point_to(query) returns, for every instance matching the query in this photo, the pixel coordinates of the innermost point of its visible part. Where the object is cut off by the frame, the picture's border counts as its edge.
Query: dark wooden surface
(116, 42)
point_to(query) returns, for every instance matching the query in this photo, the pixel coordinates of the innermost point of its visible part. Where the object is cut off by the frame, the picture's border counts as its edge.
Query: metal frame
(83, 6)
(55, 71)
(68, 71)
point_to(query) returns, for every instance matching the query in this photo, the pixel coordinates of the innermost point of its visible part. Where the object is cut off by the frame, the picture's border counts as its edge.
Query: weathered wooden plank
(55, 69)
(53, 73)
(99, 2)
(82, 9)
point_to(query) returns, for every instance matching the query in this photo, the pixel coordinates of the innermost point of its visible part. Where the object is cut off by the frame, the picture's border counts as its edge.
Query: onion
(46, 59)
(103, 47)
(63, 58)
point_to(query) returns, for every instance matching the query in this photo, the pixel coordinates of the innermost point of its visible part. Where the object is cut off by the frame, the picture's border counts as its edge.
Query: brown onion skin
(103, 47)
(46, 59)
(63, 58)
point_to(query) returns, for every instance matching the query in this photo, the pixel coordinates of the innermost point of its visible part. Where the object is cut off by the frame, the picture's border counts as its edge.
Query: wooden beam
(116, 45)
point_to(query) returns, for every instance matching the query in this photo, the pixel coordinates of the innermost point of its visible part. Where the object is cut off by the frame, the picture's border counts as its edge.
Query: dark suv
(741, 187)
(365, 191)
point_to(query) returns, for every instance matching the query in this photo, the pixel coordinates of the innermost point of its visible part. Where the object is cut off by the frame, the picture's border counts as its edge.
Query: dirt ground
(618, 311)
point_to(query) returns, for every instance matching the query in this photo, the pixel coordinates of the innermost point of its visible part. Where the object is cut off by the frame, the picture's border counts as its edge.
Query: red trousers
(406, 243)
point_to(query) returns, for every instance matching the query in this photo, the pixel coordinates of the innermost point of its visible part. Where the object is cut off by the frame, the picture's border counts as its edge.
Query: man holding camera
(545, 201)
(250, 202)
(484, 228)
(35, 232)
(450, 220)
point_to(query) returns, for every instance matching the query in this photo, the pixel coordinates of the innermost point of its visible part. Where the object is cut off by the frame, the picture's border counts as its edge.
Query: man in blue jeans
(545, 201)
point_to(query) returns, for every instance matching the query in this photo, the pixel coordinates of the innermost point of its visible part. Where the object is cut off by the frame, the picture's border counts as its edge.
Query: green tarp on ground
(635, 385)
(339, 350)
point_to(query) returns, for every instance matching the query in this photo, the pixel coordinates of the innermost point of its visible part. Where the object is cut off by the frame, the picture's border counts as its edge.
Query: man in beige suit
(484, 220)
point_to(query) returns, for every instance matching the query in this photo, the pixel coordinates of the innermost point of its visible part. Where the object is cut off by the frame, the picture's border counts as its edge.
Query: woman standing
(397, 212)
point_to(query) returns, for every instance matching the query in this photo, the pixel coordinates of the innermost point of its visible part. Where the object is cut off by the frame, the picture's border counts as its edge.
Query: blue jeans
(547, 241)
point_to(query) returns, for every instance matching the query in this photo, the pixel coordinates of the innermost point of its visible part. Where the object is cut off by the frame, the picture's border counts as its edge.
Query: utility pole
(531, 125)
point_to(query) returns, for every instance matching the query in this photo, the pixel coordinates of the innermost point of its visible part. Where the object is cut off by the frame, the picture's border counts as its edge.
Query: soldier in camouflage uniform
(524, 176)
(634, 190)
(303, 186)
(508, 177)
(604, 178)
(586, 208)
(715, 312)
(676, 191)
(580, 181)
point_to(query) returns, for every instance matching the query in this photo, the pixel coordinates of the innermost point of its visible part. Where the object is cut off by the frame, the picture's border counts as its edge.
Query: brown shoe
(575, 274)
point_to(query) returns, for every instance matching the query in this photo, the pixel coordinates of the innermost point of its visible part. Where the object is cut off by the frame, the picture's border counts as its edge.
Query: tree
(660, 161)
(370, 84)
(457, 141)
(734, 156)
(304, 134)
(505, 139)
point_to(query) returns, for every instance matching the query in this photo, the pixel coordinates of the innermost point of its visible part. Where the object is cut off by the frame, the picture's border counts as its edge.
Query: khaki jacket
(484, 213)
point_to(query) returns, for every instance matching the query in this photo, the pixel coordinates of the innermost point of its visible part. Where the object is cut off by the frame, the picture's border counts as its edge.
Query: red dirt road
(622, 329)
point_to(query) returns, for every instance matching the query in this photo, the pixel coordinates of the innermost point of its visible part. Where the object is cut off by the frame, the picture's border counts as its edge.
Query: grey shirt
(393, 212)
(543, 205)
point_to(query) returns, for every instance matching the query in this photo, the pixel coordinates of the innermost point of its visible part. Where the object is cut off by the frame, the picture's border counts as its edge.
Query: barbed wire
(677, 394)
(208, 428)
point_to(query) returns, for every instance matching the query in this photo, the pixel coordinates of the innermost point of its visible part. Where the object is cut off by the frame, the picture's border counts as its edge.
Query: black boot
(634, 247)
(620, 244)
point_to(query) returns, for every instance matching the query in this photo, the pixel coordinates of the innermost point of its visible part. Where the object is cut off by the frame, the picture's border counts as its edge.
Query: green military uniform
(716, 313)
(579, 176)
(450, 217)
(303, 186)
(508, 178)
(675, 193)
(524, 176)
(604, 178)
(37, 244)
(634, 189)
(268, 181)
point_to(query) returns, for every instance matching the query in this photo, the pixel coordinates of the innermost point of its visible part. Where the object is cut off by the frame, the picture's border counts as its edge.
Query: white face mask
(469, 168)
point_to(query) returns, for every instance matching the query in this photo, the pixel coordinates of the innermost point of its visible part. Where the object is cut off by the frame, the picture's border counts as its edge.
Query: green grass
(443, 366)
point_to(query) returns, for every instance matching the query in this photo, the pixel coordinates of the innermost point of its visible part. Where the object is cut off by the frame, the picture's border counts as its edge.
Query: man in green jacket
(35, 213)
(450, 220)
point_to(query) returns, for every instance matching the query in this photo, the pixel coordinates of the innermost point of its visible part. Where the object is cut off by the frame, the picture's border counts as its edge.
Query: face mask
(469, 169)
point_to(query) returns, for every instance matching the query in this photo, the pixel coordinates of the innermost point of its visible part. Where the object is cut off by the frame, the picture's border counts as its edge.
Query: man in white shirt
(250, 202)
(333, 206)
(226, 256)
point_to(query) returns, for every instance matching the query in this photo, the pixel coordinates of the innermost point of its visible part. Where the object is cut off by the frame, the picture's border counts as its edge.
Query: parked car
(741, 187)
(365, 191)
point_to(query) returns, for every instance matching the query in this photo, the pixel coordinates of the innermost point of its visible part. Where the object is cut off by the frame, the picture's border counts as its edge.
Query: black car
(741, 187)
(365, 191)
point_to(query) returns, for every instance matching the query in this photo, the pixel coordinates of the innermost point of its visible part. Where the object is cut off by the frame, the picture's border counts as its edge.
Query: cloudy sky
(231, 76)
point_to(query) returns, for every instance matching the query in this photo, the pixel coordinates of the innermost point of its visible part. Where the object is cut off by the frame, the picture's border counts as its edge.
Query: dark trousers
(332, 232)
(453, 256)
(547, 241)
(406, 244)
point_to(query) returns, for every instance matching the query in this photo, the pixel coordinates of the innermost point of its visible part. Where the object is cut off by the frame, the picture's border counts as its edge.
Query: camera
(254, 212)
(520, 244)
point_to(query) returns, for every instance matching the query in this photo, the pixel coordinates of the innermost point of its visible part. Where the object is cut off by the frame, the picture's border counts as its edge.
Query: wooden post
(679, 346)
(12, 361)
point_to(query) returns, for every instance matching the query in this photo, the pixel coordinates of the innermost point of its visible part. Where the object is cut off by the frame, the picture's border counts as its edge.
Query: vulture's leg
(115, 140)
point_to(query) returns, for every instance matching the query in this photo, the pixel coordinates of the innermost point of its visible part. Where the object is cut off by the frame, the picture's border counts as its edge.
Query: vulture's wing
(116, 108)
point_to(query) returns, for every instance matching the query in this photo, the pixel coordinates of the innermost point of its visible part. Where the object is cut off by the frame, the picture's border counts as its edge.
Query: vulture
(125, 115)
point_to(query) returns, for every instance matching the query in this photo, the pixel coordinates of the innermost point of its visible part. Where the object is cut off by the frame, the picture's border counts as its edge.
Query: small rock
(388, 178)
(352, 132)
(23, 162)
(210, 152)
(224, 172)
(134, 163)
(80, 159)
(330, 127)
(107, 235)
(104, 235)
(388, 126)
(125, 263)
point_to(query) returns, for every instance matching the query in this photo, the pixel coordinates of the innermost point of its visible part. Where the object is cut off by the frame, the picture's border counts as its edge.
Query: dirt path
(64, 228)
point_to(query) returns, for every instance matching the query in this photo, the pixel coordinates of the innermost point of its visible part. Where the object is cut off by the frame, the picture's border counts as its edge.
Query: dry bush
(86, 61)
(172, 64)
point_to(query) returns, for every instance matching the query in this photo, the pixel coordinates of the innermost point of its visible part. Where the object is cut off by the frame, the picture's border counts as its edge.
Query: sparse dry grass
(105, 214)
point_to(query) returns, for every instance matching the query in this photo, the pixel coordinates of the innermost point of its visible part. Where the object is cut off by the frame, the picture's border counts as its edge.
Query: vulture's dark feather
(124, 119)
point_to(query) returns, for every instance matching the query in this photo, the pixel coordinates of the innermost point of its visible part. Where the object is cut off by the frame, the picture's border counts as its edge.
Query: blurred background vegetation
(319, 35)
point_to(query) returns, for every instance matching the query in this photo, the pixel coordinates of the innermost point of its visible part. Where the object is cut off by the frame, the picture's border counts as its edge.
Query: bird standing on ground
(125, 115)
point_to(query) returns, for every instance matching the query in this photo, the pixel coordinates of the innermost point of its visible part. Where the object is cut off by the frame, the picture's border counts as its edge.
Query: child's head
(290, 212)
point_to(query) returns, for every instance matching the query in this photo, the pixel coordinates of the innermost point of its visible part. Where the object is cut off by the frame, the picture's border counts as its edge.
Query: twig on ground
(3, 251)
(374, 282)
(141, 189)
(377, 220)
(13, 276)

........

# Written instruction:
Find every line of the material above that contains the word "blue", matching case exactly, and copy each of those lines in full.

# Written response:
Query: man in blue jeans
Query: blue jeans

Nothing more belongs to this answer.